The request:
Convert the records below into a two-column CSV with the headers text and answer, one row per record. Put each record's text and its answer in separate quoted fields, with line breaks replaced by spaces.

========================================

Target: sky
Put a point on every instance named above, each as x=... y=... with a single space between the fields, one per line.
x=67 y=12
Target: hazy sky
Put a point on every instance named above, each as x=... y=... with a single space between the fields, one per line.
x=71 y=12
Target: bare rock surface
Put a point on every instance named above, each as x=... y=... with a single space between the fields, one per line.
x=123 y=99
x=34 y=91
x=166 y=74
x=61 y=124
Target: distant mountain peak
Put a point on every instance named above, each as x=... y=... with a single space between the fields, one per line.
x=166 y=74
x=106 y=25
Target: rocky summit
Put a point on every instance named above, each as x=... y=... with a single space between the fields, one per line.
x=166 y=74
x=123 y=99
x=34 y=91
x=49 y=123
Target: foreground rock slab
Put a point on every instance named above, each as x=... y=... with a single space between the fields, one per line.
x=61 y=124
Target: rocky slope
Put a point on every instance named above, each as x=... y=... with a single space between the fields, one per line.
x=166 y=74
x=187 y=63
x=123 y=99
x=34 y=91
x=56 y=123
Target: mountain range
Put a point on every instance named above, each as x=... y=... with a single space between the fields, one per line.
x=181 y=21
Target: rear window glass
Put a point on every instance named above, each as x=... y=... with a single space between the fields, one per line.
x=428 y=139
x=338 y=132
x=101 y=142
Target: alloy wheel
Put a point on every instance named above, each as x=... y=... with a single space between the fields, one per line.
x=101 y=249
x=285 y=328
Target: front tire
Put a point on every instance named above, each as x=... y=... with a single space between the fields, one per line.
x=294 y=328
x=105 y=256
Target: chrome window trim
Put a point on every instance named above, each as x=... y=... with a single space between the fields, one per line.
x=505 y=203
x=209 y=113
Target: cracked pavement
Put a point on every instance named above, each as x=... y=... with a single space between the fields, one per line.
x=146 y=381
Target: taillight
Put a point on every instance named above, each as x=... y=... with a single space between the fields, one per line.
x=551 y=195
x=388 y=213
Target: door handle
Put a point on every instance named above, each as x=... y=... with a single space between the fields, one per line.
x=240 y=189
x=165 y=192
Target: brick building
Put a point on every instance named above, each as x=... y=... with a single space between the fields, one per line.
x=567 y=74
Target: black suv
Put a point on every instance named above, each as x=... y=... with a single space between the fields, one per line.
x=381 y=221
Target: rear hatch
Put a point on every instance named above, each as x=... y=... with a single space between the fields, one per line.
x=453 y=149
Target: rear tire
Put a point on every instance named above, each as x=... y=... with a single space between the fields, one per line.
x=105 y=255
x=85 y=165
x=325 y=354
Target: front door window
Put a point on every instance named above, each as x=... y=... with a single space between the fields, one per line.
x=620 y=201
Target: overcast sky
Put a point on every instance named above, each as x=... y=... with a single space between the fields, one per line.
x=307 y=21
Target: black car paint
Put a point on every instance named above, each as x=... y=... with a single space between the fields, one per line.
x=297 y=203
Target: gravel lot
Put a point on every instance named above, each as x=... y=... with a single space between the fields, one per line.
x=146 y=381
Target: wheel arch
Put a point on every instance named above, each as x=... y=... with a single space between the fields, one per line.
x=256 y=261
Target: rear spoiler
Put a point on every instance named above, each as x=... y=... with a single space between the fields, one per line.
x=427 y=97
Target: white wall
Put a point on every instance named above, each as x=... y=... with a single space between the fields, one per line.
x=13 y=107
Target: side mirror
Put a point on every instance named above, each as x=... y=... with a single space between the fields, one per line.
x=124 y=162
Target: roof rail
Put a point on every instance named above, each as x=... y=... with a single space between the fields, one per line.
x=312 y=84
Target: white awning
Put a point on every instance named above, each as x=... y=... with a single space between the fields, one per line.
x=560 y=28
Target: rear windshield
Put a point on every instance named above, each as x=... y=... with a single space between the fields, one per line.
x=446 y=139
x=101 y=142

========================================

Output for this task:
text,answer
"Target: sky Put a point on every instance named above, each as x=... y=... with a single space between the fields, one per line.","x=67 y=12"
"Target: hazy sky Put a point on every instance named above, each as x=... y=... with a single space between the fields, one per line.","x=71 y=12"
"Target: bare rock surface Put a point on every instance named above, each as x=... y=... with a single space between the fields, one per line.","x=123 y=99 x=34 y=91 x=166 y=74 x=61 y=124"
"Target: distant mountain peak Put a point on every instance named above, each as x=... y=... with a single space between the fields, one per line.","x=166 y=74 x=106 y=25"
"Target: rocky summit Put a point on every instance named above, each as x=... y=... with a single space between the fields, one per line.","x=166 y=74 x=123 y=99 x=34 y=91 x=49 y=123"
"Target: foreground rock slab Put a point on every instance named above, each as x=... y=... with a single space between the fields, one per line.","x=61 y=124"
"Target: rocky slope Put a point on every instance named above, each as x=... y=... with a single space between the fields, one per line.","x=166 y=74 x=187 y=63 x=123 y=99 x=34 y=91 x=56 y=123"
"Target: mountain range Put a point on every instance named above, each as x=... y=... with a single space between the fields, one per line.","x=181 y=21"
"Target: rear window glass Put a point on every instance named above, each as x=... y=... with a single space between the fields, one per line.","x=428 y=139 x=338 y=132 x=101 y=142"
"Target: alloy wheel Put a point on every instance named above, each as x=... y=... with a single space between the fields, one per line.","x=101 y=249 x=285 y=328"
"Target: front tire Put a point on every instance named above, each as x=... y=... with a single space between the fields, one per line.","x=294 y=328 x=105 y=256"
"Target: chrome window trim Put a point on every instance named above, each as x=... y=... with a single space between the fields, one per line.","x=505 y=203 x=209 y=113"
"Target: cracked pavement Put a point on every instance named above, each as x=... y=... with a single space between the fields, one per line.","x=146 y=381"
"Target: taillight Put a point on every instance named above, each as x=... y=... with a single space between the fields, one per line.","x=551 y=195 x=388 y=213"
"Target: door handle Put a point on every instance named above, each as x=... y=... with a single space between the fields, one per line.","x=240 y=189 x=165 y=192"
"Target: brick building Put a point on every instance named above, each as x=... y=... with a single space between the fields, one per line.","x=567 y=74"
"Target: black suv Put a point on every instance named above, each as x=... y=... with a single space between the fields, one per line.","x=381 y=221"
"Target: rear hatch Put a point on every instance named above, each as x=... y=... with a single space between the fields, one per line.","x=453 y=149"
"Target: rear tire Put a point on every instance named above, each as x=... y=... with a single space between the fields, one per line.","x=105 y=255 x=85 y=165 x=325 y=354"
"Target: front door window Put a point on every instance named above, each as x=... y=... with a single space between the fields, one per line.","x=620 y=201"
"Target: overcast sky Put a point on every instance named above, each as x=... y=... with a single space between the fields, one per line.","x=307 y=21"
"Target: black car paint Put a point on every instance named above, each as x=... y=... with a single space between the fields, one per line.","x=297 y=203"
"Target: gravel lot Put a point on every instance named above, each as x=... y=... with a single space between the fields, one per line.","x=146 y=381"
"Target: wheel arch Put a point on every instance named above, each as x=... y=... with a single space between the fields, one per line.","x=256 y=261"
"Target: rear spoiler Put a point on every instance named above, each as x=... y=... with a single space between the fields, one per line.","x=427 y=97"
"Target: white wall Put a point on every instance named above, each as x=... y=... with a single space between the fields, one per line.","x=13 y=107"
"Target: side mirror Put a point on every instance named above, each as x=... y=... with a single space between the fields, one per line.","x=124 y=162"
"Target: roof rail Put a point on every instance named above, each as x=... y=... with a single space between the fields, one per line.","x=312 y=84"
"Target: white awning Put a point on every instance named above, each as x=... y=... with a single space between the fields, one per line.","x=560 y=28"
"Target: rear windshield Put a point on every instance named above, each as x=... y=... with a single space between the fields, one per line.","x=446 y=139 x=101 y=142"